─── Available records

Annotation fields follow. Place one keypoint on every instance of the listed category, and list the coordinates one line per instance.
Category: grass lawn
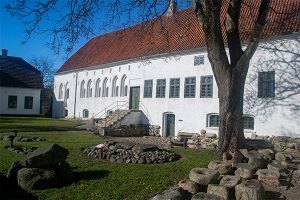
(104, 180)
(32, 124)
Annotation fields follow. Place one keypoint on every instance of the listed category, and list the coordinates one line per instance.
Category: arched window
(82, 89)
(89, 89)
(123, 86)
(97, 88)
(104, 88)
(85, 113)
(60, 91)
(114, 88)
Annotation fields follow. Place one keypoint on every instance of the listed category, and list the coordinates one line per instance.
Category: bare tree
(46, 67)
(73, 19)
(283, 58)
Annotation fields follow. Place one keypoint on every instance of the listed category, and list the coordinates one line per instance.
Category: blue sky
(12, 34)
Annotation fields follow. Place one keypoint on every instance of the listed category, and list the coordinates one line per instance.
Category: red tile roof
(179, 32)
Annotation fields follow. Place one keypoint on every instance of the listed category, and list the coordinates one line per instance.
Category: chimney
(4, 53)
(172, 8)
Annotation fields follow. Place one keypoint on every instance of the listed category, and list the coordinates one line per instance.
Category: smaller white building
(20, 86)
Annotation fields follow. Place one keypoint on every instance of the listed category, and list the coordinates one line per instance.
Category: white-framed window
(266, 84)
(28, 102)
(174, 88)
(212, 120)
(160, 88)
(198, 60)
(114, 88)
(97, 88)
(85, 113)
(189, 87)
(148, 84)
(89, 89)
(82, 89)
(248, 122)
(60, 91)
(104, 88)
(123, 86)
(12, 102)
(206, 87)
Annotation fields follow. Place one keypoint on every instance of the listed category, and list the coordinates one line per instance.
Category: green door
(170, 125)
(134, 99)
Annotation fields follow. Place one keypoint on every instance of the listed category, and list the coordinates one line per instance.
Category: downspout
(75, 99)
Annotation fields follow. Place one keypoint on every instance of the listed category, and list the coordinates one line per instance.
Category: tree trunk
(231, 127)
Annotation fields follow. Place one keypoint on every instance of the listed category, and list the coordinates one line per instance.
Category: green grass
(32, 124)
(105, 180)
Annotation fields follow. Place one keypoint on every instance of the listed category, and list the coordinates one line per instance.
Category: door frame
(164, 123)
(130, 96)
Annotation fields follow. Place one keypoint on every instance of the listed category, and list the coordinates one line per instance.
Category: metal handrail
(104, 111)
(145, 110)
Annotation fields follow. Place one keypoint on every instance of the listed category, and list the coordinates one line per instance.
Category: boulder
(279, 156)
(173, 194)
(223, 168)
(210, 135)
(257, 163)
(205, 196)
(189, 186)
(277, 167)
(36, 178)
(244, 170)
(218, 190)
(230, 181)
(47, 155)
(237, 157)
(268, 177)
(267, 154)
(249, 190)
(204, 176)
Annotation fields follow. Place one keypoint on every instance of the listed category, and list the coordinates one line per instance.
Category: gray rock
(268, 177)
(204, 176)
(277, 167)
(218, 190)
(267, 154)
(223, 168)
(257, 163)
(244, 170)
(35, 178)
(188, 185)
(279, 156)
(210, 135)
(249, 190)
(46, 155)
(173, 194)
(230, 181)
(205, 196)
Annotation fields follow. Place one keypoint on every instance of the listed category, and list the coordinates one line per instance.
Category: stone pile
(46, 167)
(23, 139)
(245, 174)
(154, 130)
(21, 150)
(123, 152)
(195, 140)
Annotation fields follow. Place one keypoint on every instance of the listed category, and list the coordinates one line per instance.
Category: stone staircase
(110, 120)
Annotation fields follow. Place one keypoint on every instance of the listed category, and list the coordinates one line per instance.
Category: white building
(20, 86)
(169, 77)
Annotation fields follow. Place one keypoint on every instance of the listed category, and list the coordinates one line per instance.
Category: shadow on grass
(90, 175)
(9, 191)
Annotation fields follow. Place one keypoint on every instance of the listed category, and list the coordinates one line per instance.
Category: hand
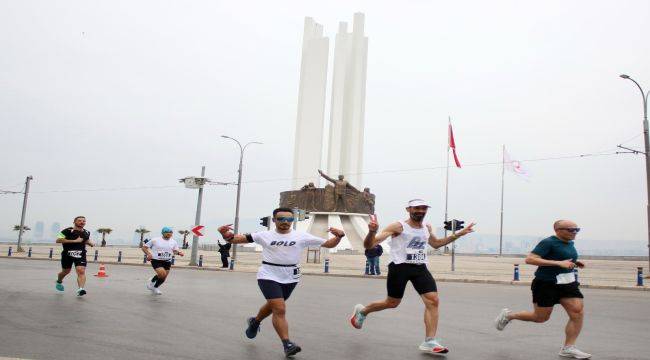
(373, 225)
(225, 229)
(336, 232)
(467, 230)
(566, 264)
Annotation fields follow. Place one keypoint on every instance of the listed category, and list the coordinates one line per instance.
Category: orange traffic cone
(102, 271)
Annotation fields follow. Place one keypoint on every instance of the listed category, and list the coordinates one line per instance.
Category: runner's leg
(575, 309)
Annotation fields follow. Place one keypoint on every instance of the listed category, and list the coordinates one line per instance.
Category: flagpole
(503, 170)
(447, 184)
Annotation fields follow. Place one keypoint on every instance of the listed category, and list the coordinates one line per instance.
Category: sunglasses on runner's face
(571, 230)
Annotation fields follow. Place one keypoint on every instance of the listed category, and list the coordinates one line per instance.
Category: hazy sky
(123, 94)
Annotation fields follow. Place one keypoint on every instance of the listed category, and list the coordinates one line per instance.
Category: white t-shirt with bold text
(162, 249)
(283, 249)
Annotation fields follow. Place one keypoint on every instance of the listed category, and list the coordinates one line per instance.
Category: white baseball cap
(417, 202)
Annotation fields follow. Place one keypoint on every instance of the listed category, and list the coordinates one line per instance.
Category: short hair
(282, 210)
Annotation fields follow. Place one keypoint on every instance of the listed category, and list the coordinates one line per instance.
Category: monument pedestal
(354, 225)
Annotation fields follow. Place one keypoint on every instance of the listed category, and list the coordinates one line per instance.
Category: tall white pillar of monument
(311, 105)
(347, 115)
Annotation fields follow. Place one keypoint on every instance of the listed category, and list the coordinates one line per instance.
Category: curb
(438, 279)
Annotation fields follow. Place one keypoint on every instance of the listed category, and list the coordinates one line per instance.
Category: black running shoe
(253, 328)
(291, 349)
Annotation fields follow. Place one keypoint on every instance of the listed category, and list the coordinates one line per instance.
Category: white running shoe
(502, 320)
(357, 317)
(573, 352)
(433, 346)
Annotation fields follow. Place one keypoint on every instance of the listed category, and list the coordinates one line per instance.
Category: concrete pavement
(201, 315)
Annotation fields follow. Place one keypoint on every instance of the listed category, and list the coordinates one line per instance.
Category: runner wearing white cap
(409, 258)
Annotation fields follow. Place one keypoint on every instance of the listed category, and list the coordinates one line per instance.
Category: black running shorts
(400, 274)
(275, 290)
(76, 257)
(547, 294)
(161, 263)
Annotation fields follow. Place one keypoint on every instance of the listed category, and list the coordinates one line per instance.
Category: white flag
(515, 166)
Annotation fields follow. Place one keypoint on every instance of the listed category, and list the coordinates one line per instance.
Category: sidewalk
(608, 274)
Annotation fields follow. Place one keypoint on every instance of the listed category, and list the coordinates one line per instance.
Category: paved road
(201, 316)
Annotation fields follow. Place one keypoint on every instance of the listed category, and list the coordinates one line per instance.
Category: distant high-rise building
(54, 230)
(39, 231)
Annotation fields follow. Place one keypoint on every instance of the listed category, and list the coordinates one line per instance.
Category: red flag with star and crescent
(452, 145)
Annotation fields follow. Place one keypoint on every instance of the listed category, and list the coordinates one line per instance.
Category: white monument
(346, 126)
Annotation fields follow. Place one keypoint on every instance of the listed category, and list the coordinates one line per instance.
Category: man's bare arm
(373, 238)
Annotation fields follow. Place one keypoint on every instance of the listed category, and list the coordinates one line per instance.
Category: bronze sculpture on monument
(338, 197)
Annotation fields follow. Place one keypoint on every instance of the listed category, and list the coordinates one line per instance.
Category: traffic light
(453, 225)
(266, 222)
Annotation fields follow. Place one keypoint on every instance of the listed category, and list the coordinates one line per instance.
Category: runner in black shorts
(555, 283)
(160, 251)
(74, 240)
(279, 273)
(408, 251)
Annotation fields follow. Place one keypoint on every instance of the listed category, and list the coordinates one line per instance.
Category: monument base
(354, 225)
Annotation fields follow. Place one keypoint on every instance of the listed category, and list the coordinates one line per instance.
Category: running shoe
(357, 318)
(253, 328)
(291, 349)
(573, 352)
(502, 320)
(433, 346)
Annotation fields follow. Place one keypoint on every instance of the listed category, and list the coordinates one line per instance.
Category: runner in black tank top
(74, 240)
(408, 251)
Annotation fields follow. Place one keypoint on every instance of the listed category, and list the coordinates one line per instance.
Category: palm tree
(104, 232)
(184, 233)
(142, 230)
(17, 228)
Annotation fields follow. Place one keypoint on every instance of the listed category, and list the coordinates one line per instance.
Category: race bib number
(164, 255)
(566, 278)
(75, 254)
(296, 272)
(416, 251)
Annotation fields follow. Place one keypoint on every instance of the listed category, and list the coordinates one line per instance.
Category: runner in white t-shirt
(160, 251)
(409, 258)
(280, 270)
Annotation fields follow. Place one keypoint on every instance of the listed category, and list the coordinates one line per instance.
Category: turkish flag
(452, 145)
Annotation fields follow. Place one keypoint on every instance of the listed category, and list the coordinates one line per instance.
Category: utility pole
(197, 219)
(22, 216)
(646, 153)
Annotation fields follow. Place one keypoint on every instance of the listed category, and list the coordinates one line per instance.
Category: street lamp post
(241, 161)
(646, 153)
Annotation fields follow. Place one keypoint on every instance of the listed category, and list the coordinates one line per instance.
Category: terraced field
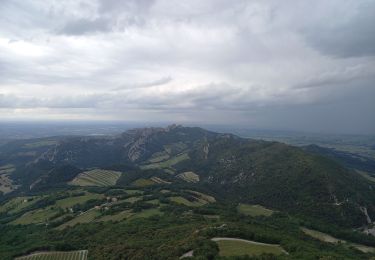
(238, 247)
(254, 210)
(17, 204)
(97, 177)
(85, 217)
(159, 180)
(143, 182)
(6, 183)
(182, 200)
(71, 201)
(56, 255)
(189, 177)
(166, 164)
(7, 169)
(35, 216)
(202, 196)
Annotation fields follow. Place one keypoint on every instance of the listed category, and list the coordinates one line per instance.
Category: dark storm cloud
(347, 38)
(266, 62)
(84, 26)
(158, 82)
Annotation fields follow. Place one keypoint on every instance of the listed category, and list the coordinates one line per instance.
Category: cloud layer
(297, 65)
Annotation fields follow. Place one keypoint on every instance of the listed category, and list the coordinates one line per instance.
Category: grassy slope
(96, 177)
(72, 255)
(253, 210)
(237, 248)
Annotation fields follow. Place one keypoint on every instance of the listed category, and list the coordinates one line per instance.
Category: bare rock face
(138, 141)
(206, 150)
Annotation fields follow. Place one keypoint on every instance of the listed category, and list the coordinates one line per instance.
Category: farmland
(97, 177)
(168, 163)
(17, 204)
(71, 201)
(182, 200)
(253, 210)
(7, 169)
(238, 247)
(85, 217)
(189, 177)
(56, 255)
(143, 182)
(6, 183)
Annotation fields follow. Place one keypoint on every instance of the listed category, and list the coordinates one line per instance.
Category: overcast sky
(301, 65)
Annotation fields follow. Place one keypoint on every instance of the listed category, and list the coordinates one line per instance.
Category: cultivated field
(166, 164)
(189, 177)
(97, 177)
(367, 176)
(56, 255)
(202, 196)
(17, 204)
(7, 169)
(237, 247)
(143, 182)
(181, 200)
(6, 183)
(253, 210)
(159, 180)
(85, 217)
(71, 201)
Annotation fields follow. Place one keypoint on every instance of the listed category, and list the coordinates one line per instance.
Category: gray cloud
(158, 82)
(354, 37)
(84, 26)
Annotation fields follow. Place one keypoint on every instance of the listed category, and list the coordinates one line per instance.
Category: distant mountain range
(296, 180)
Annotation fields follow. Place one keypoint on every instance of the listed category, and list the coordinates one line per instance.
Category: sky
(289, 65)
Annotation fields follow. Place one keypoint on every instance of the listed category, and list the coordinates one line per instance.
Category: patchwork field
(182, 200)
(6, 183)
(166, 164)
(189, 177)
(159, 180)
(36, 216)
(202, 196)
(158, 157)
(143, 182)
(238, 247)
(17, 204)
(96, 177)
(254, 210)
(367, 176)
(85, 217)
(71, 201)
(7, 169)
(147, 213)
(72, 255)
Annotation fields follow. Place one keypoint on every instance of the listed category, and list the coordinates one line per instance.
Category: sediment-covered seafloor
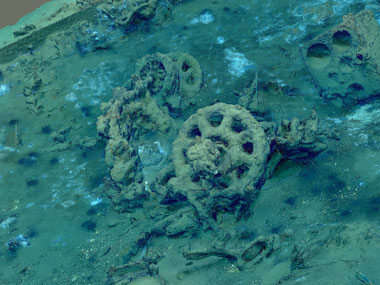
(190, 142)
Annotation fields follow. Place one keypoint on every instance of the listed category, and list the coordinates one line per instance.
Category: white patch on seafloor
(238, 64)
(97, 201)
(71, 97)
(7, 222)
(4, 89)
(220, 40)
(205, 18)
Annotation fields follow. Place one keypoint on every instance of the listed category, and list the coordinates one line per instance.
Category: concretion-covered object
(345, 61)
(124, 13)
(176, 79)
(300, 140)
(220, 159)
(128, 116)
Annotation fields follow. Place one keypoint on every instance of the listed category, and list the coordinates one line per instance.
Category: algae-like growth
(191, 142)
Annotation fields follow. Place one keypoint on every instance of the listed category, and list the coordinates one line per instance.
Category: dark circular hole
(46, 130)
(318, 50)
(342, 38)
(27, 162)
(195, 178)
(248, 147)
(238, 126)
(356, 87)
(32, 182)
(290, 201)
(185, 66)
(53, 161)
(215, 119)
(219, 140)
(242, 170)
(13, 122)
(195, 132)
(89, 225)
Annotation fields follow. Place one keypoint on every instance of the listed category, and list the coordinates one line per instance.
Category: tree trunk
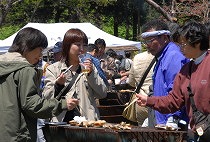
(160, 9)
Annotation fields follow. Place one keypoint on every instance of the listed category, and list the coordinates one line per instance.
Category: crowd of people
(71, 84)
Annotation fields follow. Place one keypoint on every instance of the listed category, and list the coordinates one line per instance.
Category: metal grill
(67, 133)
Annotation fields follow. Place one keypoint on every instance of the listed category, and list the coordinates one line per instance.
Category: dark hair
(207, 24)
(120, 57)
(195, 33)
(91, 47)
(155, 24)
(174, 28)
(28, 39)
(127, 54)
(100, 43)
(111, 53)
(72, 36)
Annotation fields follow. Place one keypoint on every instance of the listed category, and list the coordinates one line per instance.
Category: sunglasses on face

──────

→ Work to complete
For this exercise, transcribe exactly only the lines from the one containing "Category: concretion-covered object" through the end of the listing, inclusive, without the pictures.

→ Output
Category: concretion-covered object
(345, 61)
(124, 13)
(176, 79)
(300, 140)
(220, 159)
(128, 116)
Annotation fields follow. Place one keypoint on every instance of the listed category, and list the coordinates one line per instance.
Category: algae-like growth
(191, 142)
Annotation fields follow. Place one keypoint on every instance of the listed category, and list the coordinates one line per instance.
Category: dark circular hole
(46, 130)
(318, 50)
(342, 38)
(27, 162)
(195, 178)
(248, 147)
(238, 126)
(356, 87)
(32, 182)
(290, 201)
(185, 66)
(53, 161)
(215, 119)
(219, 140)
(242, 170)
(13, 122)
(195, 132)
(89, 225)
Annotation fields follow. Place one keypoint on every instance of the listed category, and list the coordinates one line per instance.
Category: tree trunk
(160, 9)
Annotation fields follow. Place one keypoint on every instance of the listed category, and list the coordinates one line per instance.
Category: crowd of people
(71, 84)
Annotation fields follow. Place one keypoint on every instance of the listed category, and list the coordinates one line per instance.
Category: metal grill
(67, 133)
Annotation fields follow. Place one keypoint on every instance of the listed category, and list the coordinates one line per instance.
Category: dark hair
(207, 24)
(120, 57)
(195, 33)
(91, 47)
(155, 24)
(174, 28)
(28, 39)
(127, 54)
(100, 43)
(111, 53)
(72, 36)
Annotation fields follow. Place one keypoint on every instance of the listed category, and list the coordinates one line per instance.
Category: sunglasses on face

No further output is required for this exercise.